##### Document excerpt

Wednesday, September 5, 2018

OSCAR Student Emily Bohr Studies the Flow and Fate of Pharmaceuticals in the Potomac River

For my summer impact project, I am on a team of 10 amazing OSCAR students, 6 chemistry students and 4 ecology students, studying the flow and fate of pharmaceuticals in the Potomac River. I am on the ecology team, and more specifically, I study the invertebrates in the Potomac River! I first learned about this project when one of my favorite professors, Dr. Amy Fowler, told us about it during a lecture. As an environmental studies student, I was immediately interested in the opportunity of a paid research summer term under a professor that I looked up to! Since I am directly working with the environment, learning how to do field work and lab work that would be related to my degree, this summer is a great learning experience for what I want to do long-term with my career.

Each day at work is always different, which is another plus to my job! Since I work at the brand new Mason campus, the Potomac Science Center, I always have a beautiful view from any room I’m working in. On a daily basis, I’m either on a boat, working with my partner Alex to look through benthic (dirt from the bottom of the river that we collected earlier in the summer) or other samples we collected to log the invertebrates found in them, or helping the other two grad students, that also work in our lab, with their projects! Also, each week, we get really cool Mason faculty or even people outside of Mason that give us seminars about what they do and the projects they have!

One thing I learned this term is how much I love field work. Being on a boat or putting on waders to go out and collect snails directly from the water were the highlights of my summer, and definitely made the summer great (and some interesting looking tan lines too!) I definitely look forward to my career after Mason!

##########

> _Prompt A_:
Answer these about the OSCAR student post:
(i) How many of the 10 team members are chemistry students?
(ii) What is the name of the Mason campus where the work takes place?
(iii) What was collected directly from the water while wearing waders?
> _Prompt B_:
Reproduce the OSCAR student post word for word from "Each day at" up to and including "projects they have!".

##### Data shown

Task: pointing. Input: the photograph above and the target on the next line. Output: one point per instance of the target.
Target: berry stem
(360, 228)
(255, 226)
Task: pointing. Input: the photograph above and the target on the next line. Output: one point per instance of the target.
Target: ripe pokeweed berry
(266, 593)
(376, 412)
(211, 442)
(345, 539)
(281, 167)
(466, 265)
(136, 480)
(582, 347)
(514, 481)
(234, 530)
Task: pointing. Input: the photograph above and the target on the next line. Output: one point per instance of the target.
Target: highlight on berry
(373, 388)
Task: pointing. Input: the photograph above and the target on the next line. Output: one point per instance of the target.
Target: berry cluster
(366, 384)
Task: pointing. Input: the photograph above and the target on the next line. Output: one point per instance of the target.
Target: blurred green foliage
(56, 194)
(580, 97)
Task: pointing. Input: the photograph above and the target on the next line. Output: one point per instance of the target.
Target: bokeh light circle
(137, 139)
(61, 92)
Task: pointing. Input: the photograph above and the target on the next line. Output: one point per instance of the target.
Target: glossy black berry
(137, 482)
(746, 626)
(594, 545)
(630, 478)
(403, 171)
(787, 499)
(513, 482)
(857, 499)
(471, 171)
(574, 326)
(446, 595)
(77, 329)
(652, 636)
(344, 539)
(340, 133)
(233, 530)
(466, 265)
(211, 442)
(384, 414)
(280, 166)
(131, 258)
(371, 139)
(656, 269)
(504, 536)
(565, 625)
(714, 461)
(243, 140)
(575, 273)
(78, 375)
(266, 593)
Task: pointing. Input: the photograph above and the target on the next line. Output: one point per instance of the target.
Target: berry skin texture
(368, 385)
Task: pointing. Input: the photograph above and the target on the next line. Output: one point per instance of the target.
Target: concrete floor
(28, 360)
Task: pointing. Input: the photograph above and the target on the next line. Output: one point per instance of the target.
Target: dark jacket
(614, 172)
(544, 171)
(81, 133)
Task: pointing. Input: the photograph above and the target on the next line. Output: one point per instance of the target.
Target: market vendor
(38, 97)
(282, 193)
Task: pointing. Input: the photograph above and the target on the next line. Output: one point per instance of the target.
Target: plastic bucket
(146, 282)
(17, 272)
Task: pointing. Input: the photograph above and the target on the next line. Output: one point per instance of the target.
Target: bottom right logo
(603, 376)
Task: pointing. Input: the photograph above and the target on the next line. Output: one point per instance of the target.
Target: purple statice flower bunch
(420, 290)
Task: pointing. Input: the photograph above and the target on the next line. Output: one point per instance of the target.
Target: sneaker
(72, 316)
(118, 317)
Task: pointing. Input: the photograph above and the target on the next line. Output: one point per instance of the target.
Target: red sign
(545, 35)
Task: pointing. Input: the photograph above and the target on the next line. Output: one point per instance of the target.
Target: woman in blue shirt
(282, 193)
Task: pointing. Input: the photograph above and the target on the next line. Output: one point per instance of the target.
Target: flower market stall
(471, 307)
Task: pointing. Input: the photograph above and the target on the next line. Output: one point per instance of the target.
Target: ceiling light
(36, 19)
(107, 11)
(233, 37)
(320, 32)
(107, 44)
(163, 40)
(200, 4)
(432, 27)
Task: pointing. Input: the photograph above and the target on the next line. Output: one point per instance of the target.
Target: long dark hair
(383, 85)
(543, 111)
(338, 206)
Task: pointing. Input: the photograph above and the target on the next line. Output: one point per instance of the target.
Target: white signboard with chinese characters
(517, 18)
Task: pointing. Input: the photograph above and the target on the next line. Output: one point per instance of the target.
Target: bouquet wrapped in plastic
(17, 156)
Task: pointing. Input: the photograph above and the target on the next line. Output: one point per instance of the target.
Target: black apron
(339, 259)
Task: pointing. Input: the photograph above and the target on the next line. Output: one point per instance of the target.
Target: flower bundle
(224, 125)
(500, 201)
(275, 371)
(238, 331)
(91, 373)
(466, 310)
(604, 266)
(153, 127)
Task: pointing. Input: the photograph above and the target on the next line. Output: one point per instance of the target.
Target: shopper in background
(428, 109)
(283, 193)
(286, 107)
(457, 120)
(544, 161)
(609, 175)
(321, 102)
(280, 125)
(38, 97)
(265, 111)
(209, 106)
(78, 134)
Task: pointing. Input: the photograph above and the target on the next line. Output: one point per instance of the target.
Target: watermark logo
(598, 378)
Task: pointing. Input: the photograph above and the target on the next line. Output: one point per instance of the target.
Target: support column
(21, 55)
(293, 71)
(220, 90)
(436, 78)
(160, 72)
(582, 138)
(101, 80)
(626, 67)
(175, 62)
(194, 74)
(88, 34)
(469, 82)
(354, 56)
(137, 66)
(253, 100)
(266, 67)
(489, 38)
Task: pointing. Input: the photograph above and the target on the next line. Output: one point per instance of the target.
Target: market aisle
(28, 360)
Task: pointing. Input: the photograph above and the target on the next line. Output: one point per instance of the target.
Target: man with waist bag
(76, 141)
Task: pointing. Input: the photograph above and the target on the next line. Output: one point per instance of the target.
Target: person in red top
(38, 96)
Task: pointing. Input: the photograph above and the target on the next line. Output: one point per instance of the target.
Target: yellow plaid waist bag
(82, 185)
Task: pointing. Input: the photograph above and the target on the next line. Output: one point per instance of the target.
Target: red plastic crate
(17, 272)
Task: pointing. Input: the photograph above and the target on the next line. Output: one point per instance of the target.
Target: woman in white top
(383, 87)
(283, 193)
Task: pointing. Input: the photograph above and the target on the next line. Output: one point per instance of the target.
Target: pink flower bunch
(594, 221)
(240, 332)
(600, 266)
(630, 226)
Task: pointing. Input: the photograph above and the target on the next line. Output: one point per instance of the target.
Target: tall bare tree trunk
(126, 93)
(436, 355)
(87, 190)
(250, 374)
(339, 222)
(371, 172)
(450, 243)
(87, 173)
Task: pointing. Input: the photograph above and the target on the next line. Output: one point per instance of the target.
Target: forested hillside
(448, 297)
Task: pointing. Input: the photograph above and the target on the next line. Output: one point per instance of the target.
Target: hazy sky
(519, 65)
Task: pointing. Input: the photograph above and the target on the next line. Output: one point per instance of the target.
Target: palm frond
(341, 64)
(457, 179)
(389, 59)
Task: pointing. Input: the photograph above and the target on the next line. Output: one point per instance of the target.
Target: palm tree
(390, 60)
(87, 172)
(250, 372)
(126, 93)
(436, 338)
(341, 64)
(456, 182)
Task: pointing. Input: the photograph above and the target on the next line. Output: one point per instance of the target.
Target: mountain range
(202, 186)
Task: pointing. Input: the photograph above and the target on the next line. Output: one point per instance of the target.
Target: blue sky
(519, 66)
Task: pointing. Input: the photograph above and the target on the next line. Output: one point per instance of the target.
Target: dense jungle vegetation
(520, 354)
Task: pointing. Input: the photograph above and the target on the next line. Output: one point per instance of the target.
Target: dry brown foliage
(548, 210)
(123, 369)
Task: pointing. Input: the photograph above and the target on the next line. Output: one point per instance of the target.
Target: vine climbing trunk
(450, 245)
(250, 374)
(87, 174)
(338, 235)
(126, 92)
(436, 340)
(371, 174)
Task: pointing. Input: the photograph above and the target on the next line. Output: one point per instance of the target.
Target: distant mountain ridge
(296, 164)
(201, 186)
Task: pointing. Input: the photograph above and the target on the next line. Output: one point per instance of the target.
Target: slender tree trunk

##########

> _Written solution A_:
(i) 6
(ii) The Potomac Science Center
(iii) Snails

> _Written solution B_:
Each day at work is always different, which is another plus to my job! Since I work at the brand new Mason campus, the Potomac Science Center, I always have a beautiful view from any room I’m working in. On a daily basis, I’m either on a boat, working with my partner Alex to look through benthic (dirt from the bottom of the river that we collected earlier in the summer) or other samples we collected to log the invertebrates found in them, or helping the other two grad students, that also work in our lab, with their projects! Also, each week, we get really cool Mason faculty or even people outside of Mason that give us seminars about what they do and the projects they have!